> EXCERPTED PASSAGE
________________________
Amit K. Bhardwaj (17 January 1983 – 15 January 2022) was an Indian who was involved in big scam who founded Amaze Mining and Blockchain Research Limited which ran GB [Gainbitcoin] Miners among other bitcoin-related businesses and projects, these have been described as various types of Ponzi schemes.

In April 2018, Gainbitcoin was found to be one of the biggest bitcoin scams. The cyber cell of Pune Police arrested Bhardwaj and his brothers along with co-founders of GB Miners - Nikunj Jain and Sahil Baghla for running a  million cryptocurrency Ponzi scheme. Bhardwaj was indicted for running a pyramid scheme in relation to the MCAP token taken out by Gainbitcoin and was produced before a special court on 5 April 2018.

So far, more than eight people have been arrested and all of them were associated with Gainbitcoin and CEO Bhardwaj.
________________________
> WRITTEN TASK
Write out, word for word, the stretch of the Gainbitcoin passage that begins with the words "In April 2018, Gainbitcoin" and ends with "and CEO Bhardwaj.".

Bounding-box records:
________________________
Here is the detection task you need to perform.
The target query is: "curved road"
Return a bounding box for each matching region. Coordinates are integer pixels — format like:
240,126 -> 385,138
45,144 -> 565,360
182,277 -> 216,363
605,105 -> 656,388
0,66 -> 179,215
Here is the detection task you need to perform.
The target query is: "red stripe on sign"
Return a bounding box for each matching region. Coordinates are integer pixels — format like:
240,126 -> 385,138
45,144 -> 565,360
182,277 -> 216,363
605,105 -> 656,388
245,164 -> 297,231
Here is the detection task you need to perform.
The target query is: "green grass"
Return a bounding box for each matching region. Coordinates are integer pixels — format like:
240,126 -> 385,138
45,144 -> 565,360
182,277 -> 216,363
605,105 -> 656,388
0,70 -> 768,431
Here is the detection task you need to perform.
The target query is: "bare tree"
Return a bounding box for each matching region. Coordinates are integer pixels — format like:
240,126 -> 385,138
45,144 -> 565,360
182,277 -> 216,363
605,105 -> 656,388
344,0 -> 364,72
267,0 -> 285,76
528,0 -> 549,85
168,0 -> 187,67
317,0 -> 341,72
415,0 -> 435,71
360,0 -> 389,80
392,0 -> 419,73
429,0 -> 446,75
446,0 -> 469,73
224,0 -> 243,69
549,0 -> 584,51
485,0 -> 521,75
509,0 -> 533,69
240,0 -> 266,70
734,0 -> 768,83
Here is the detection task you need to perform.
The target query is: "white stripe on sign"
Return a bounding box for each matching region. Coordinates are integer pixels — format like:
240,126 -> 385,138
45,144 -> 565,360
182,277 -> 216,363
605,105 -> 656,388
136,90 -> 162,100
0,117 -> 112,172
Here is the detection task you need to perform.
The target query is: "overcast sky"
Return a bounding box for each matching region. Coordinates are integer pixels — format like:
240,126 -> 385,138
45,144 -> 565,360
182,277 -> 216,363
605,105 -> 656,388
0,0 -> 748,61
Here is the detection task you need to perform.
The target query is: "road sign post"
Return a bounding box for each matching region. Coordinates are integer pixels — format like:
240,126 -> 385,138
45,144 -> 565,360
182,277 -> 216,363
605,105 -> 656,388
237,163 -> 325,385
________________________
> FULL OUTPUT
In April 2018, Gainbitcoin was found to be one of the biggest bitcoin scams. The cyber cell of Pune Police arrested Bhardwaj and his brothers along with co-founders of GB Miners - Nikunj Jain and Sahil Baghla for running a  million cryptocurrency Ponzi scheme. Bhardwaj was indicted for running a pyramid scheme in relation to the MCAP token taken out by Gainbitcoin and was produced before a special court on 5 April 2018.

So far, more than eight people have been arrested and all of them were associated with Gainbitcoin and CEO Bhardwaj.